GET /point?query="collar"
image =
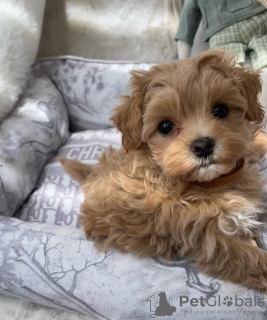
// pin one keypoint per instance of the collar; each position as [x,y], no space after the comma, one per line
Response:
[224,179]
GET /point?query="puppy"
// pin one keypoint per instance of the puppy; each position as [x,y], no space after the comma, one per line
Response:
[183,183]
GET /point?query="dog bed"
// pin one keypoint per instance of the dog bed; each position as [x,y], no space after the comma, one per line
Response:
[44,255]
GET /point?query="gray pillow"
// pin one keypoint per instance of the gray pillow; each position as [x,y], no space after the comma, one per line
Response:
[90,88]
[57,198]
[28,139]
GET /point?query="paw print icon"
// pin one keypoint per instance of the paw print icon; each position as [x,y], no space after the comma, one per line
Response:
[228,301]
== == ==
In full and without changes, repeat the listing above, but not its pictures.

#### [OUTPUT BELOW]
GET /point?query="collar"
image =
// pin one keypoint per instance of the collar; each position as [x,y], no space after the comma, one per line
Response:
[224,179]
GET /point?query="puppy"
// pin one keypoint per instance of the puppy; each position as [x,y], no space after the comma, one per line
Response:
[183,183]
GET /point?query="dog bed"
// pin one keypoint per instance of the dog bed; each position as [x,y], no space after the comma, one per line
Response:
[44,255]
GET /point?query="gray pillow"
// pin one keypoint per instance of the gray pillow; each position as [x,y], no space after the comma, one per line
Response:
[90,88]
[57,198]
[28,139]
GET /point?query="paw print icon"
// pin one keypoint per instance of the paw print icon; each position as [x,y], no space after the comma, one per line
Response:
[228,301]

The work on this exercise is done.